DATA =>
((

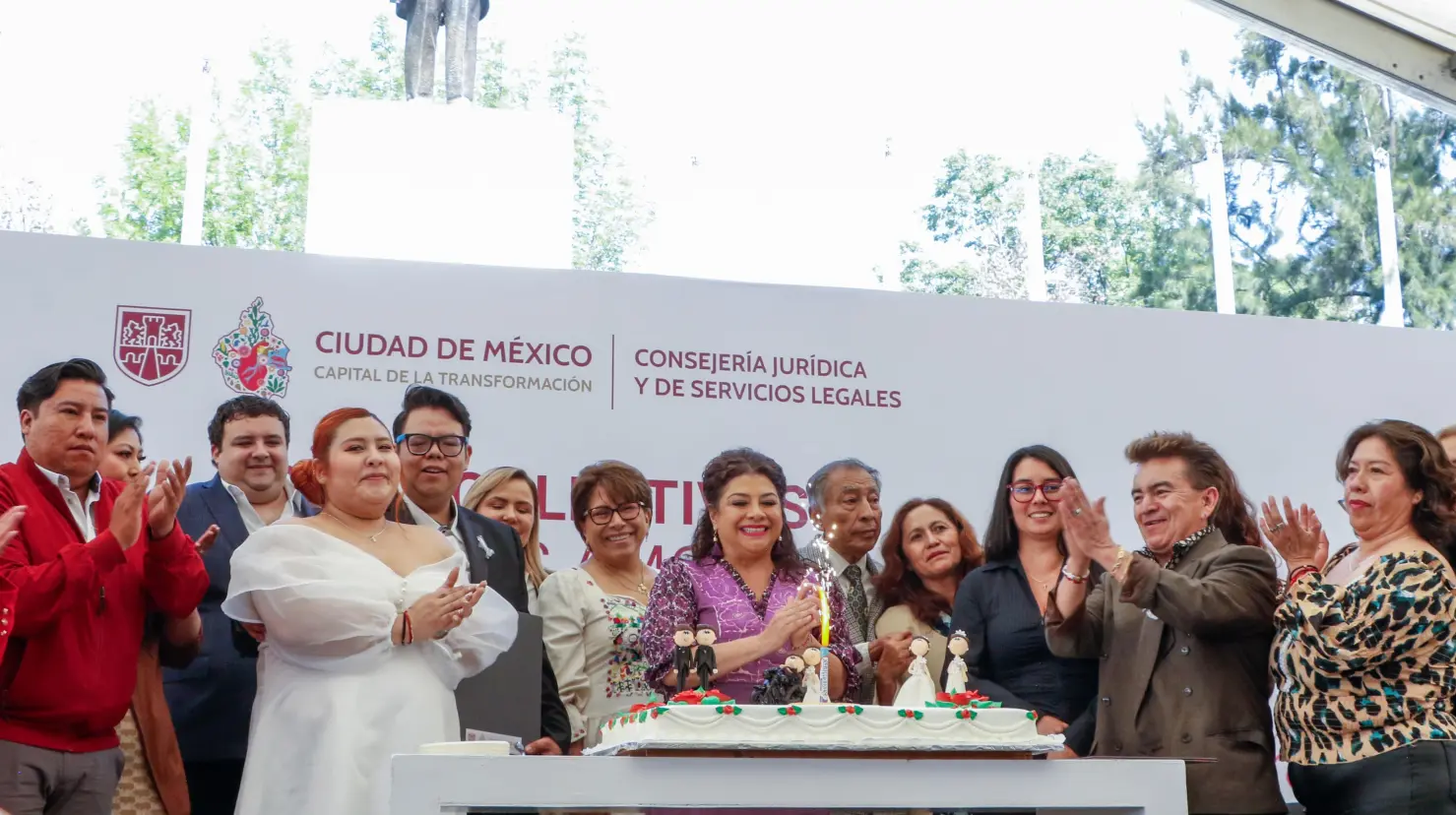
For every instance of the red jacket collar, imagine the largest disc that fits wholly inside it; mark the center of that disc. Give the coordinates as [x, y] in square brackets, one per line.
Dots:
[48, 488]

))
((

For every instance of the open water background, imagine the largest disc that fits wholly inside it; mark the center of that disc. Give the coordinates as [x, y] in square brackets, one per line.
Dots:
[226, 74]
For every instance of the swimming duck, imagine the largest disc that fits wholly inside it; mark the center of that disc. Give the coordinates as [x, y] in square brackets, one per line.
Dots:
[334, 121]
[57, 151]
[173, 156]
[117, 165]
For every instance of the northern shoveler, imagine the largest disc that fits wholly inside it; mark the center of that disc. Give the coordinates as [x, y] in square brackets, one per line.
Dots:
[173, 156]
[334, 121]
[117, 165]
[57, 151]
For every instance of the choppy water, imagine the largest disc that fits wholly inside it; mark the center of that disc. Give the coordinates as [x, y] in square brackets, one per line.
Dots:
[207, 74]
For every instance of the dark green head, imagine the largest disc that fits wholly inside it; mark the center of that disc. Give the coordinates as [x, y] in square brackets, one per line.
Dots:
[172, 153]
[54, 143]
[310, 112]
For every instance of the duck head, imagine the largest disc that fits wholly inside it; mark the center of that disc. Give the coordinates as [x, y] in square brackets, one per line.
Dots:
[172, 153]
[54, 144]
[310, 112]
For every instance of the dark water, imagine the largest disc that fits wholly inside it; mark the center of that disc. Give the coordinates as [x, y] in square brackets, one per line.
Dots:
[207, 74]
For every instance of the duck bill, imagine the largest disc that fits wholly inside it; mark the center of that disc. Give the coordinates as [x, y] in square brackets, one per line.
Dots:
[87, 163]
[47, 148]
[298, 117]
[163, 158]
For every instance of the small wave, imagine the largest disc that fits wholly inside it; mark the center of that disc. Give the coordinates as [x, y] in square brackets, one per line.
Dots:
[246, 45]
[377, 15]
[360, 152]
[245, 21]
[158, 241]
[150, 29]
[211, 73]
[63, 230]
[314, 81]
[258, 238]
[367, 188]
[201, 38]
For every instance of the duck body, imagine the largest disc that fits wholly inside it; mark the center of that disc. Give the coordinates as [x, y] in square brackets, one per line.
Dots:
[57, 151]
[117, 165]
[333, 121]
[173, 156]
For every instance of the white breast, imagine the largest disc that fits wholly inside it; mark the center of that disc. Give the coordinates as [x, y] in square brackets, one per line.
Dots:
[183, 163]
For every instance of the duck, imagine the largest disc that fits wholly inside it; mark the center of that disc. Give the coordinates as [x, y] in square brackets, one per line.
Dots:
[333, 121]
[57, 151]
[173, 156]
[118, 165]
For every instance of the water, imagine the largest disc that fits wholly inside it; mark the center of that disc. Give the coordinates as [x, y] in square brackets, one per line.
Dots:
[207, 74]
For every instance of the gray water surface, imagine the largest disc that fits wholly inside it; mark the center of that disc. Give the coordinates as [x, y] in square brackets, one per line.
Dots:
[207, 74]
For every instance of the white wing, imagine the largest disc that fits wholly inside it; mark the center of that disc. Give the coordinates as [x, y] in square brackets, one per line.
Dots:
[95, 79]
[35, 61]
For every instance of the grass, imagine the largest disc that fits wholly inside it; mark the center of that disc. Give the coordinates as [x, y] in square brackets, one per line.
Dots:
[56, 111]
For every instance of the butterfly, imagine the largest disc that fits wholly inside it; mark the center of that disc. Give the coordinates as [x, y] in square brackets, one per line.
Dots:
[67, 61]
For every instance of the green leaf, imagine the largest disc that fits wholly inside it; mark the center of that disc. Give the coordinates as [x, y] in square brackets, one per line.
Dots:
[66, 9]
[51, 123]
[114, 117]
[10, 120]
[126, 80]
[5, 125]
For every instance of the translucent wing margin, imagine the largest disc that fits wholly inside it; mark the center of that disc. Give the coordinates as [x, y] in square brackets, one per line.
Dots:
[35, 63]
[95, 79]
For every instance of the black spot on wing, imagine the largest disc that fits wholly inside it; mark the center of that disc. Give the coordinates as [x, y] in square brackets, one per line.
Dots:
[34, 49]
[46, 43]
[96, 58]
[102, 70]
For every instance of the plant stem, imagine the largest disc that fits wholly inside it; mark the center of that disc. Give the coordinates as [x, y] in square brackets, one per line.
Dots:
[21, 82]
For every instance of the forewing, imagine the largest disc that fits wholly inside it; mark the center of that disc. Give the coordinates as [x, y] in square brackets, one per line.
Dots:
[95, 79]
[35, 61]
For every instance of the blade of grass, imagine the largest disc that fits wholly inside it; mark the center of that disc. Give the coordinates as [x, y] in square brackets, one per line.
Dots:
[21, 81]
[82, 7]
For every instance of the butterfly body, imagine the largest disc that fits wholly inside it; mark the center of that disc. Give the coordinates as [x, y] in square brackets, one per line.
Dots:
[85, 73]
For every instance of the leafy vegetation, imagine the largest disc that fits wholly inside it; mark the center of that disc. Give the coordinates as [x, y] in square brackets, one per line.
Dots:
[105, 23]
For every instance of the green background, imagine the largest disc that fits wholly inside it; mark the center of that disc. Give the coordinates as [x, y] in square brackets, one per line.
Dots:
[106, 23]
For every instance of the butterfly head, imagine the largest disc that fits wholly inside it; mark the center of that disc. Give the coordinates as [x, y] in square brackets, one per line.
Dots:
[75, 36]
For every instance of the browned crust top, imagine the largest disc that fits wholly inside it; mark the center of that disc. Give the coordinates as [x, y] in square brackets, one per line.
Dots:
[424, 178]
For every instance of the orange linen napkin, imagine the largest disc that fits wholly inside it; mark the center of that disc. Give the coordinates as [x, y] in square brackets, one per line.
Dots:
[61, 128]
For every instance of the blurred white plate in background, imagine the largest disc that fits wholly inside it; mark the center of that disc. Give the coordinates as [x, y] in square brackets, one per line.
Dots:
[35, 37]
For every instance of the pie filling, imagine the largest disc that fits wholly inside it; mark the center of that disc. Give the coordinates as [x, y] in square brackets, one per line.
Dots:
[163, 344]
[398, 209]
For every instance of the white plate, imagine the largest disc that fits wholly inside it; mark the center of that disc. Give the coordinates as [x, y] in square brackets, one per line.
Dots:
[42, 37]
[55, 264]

))

THE TASK =>
Wherever "green" occurs in the entries above, copy the line it sits on.

PROBLEM SOLUTION =>
For every instance of the dark green head, imagine the largest disc that fits wholly inside it; mark the center of that disc. Give the coordinates as [x, y] in square brackets, one per line.
For every instance of the green leaf, imagine the largest disc that fits wholly inside it; mark the center of that disc. Give the coordinates as [x, y] in square brackets, one per line.
For every instance of the green background, imagine the largest disc that fits wholly inside it; mark the center of that disc. Give the coordinates as [x, y] in square brackets, one per line.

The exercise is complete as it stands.